• What to do:
A) In the boxer profile, which club is listed for Onur Şipal?
B) Reproduce the boxer profile text between "Medal record" and "boxer (born 1989)", inclusive.

• Excerpt provided:

+++++

Personal information
- Nationality: Turkish
- Born: March 17, 1989 (age 37)
- Height: 1.72 m (5.6 ft)
- Weight: 69 kg (152 lb)

Sport
- Country: Turkey
- Sport: Amateur boxing
- Event: Lightweight
- Club: Fenerbahçe Boxing
- Coached by: Seyfullah Dumlupinar

Medal record
Representing Turkey
Mediterranean Games
| Bronze medal – third place | 2018 Tarragona | Welterweight |
Summer Universiade
| Bronze medal – third place | 2013 Kazan | Welterweight |
World University Boxing Championships
| Silver medal – second place | 2010 Ulan Bator | Lightweight |

= Onur Şipal =

Turkish boxer (born 1989)

+++++

Dataset records
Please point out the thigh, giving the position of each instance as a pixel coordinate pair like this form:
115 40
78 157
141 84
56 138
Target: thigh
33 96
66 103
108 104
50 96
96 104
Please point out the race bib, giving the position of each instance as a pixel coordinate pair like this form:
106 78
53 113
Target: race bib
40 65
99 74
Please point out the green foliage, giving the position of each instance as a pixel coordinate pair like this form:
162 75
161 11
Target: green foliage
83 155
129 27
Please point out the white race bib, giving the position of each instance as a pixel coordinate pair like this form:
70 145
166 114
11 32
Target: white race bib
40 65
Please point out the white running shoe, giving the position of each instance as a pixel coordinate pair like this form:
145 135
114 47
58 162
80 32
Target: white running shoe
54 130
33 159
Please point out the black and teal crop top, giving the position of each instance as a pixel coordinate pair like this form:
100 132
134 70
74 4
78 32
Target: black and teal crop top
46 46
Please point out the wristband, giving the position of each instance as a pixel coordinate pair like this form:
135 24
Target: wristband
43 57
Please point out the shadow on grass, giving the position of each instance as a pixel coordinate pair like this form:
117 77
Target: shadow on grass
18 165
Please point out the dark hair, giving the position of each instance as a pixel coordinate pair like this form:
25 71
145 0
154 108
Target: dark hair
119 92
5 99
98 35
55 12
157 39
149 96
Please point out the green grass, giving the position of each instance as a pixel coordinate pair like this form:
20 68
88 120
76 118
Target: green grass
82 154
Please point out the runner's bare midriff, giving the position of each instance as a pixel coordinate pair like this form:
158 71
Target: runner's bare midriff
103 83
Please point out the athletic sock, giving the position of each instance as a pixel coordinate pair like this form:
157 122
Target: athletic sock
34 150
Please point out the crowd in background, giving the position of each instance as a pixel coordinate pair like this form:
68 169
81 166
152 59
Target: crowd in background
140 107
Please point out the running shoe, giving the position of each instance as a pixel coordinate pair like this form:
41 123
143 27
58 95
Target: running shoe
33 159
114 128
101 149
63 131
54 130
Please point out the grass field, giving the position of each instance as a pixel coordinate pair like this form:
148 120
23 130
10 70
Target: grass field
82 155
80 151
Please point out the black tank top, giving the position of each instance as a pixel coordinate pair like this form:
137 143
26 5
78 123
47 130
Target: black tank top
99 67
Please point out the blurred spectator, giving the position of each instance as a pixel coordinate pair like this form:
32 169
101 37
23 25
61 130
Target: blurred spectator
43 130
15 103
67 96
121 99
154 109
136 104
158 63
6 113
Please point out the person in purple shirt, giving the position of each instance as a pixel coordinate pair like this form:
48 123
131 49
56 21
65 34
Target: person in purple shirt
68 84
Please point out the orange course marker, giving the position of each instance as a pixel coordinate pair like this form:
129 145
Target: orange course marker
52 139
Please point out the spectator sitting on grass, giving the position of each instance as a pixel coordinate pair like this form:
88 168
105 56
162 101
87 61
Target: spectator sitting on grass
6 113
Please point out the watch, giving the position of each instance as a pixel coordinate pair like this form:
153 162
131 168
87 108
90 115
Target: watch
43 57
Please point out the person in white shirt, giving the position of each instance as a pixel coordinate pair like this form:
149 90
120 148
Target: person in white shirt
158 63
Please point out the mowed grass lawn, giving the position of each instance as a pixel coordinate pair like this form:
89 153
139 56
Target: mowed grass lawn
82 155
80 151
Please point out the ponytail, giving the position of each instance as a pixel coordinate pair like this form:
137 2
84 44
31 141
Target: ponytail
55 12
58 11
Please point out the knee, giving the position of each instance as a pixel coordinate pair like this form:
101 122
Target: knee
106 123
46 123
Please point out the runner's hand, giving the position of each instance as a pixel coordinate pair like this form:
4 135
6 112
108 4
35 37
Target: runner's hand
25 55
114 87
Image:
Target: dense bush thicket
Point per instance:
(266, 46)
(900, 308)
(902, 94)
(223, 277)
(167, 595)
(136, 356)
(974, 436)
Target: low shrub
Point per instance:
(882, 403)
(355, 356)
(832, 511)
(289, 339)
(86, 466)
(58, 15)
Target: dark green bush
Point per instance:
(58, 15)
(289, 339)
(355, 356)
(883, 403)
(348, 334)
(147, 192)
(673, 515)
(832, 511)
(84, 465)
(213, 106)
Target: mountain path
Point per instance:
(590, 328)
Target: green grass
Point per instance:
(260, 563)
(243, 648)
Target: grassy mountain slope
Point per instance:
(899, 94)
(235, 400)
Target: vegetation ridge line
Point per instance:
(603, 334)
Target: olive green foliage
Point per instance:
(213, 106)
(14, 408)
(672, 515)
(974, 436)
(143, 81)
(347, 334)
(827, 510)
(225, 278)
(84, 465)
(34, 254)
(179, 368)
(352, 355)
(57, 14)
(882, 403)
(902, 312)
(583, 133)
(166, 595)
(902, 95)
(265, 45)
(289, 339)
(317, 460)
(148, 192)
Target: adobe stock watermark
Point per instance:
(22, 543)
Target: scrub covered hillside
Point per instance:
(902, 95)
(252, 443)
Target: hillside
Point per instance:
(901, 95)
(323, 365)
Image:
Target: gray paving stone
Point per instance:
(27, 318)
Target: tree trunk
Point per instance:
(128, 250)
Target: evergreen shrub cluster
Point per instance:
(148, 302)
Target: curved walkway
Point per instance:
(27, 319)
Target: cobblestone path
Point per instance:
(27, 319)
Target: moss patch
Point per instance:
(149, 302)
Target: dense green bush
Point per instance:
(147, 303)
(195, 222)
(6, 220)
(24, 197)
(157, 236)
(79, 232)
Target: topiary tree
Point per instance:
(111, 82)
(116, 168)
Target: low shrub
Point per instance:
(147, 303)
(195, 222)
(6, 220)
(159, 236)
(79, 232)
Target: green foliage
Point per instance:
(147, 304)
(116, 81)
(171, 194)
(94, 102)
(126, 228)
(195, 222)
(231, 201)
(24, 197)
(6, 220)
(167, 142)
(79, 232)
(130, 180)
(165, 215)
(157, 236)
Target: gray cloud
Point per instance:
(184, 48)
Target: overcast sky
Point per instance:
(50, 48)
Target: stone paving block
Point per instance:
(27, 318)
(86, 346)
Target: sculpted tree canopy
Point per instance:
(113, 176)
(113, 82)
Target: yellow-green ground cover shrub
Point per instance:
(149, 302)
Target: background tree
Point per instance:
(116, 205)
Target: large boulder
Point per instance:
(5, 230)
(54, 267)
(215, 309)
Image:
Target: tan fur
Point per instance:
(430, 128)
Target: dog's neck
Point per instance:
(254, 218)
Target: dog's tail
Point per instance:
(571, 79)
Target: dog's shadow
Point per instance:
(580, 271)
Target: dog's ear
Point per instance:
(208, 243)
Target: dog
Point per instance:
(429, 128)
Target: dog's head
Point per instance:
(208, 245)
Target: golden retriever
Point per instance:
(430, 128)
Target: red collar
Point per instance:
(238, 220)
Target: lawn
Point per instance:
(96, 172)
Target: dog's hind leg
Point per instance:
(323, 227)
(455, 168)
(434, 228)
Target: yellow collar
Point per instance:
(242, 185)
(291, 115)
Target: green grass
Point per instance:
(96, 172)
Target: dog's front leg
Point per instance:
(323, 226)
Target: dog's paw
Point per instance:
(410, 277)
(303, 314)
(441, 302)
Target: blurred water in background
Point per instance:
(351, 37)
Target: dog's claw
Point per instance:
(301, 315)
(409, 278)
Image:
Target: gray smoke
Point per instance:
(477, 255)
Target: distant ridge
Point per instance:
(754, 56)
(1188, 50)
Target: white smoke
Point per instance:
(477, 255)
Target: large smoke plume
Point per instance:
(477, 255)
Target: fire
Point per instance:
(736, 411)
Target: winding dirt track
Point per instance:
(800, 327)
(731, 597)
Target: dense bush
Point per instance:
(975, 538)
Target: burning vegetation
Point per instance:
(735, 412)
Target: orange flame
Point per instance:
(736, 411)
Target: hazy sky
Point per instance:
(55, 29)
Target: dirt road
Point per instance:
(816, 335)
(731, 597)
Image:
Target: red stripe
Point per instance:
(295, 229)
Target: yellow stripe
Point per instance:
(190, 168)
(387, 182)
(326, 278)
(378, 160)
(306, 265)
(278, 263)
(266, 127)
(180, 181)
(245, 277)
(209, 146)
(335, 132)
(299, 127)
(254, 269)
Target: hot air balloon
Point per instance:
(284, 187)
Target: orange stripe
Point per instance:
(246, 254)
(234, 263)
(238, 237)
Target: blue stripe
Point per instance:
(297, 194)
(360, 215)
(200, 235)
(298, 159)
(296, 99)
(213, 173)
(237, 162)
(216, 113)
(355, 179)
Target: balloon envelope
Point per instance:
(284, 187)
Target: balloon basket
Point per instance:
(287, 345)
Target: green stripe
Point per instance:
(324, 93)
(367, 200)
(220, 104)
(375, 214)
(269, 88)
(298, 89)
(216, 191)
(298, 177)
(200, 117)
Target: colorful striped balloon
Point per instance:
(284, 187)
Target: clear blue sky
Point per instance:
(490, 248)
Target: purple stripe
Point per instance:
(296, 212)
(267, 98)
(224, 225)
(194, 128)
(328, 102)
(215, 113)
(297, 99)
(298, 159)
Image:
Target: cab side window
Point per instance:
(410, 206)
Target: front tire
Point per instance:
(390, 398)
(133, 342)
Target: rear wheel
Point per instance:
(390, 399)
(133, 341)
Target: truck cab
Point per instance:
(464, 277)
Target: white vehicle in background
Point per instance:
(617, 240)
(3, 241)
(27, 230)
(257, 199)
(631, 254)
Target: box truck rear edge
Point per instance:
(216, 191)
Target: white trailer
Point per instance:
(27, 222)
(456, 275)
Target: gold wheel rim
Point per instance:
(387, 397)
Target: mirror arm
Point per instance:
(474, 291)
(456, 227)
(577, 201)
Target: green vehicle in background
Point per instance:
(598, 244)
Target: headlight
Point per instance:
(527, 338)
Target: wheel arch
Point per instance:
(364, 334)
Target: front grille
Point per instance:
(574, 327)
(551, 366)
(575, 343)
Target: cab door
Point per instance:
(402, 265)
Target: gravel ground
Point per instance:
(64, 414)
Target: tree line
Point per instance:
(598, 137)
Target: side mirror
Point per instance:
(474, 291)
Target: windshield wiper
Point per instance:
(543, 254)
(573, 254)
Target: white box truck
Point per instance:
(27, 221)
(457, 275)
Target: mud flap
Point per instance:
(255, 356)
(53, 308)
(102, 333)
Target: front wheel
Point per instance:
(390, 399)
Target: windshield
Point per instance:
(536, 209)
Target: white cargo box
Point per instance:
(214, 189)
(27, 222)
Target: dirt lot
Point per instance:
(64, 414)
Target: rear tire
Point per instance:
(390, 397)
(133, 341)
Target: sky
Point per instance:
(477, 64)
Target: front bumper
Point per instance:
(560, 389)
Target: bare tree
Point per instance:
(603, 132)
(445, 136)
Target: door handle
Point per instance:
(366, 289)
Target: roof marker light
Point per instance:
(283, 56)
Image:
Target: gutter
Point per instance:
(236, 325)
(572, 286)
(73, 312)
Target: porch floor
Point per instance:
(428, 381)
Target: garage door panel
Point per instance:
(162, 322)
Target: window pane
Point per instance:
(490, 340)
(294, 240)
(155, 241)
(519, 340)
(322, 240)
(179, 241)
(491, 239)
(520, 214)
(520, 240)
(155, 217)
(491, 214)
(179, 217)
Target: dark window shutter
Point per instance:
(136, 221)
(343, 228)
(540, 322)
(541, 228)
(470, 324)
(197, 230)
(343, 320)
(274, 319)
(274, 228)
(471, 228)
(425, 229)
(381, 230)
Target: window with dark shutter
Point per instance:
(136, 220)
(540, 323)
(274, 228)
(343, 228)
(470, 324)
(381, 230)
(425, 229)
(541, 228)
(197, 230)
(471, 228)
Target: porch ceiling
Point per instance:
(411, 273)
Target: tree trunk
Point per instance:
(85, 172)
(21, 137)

+++++

• Responses for each task:
A) Fenerbahçe Boxing

B)
Medal record
Representing Turkey
Mediterranean Games
| Bronze medal – third place | 2018 Tarragona | Welterweight |
Summer Universiade
| Bronze medal – third place | 2013 Kazan | Welterweight |
World University Boxing Championships
| Silver medal – second place | 2010 Ulan Bator | Lightweight |

= Onur Şipal =

Turkish boxer (born 1989)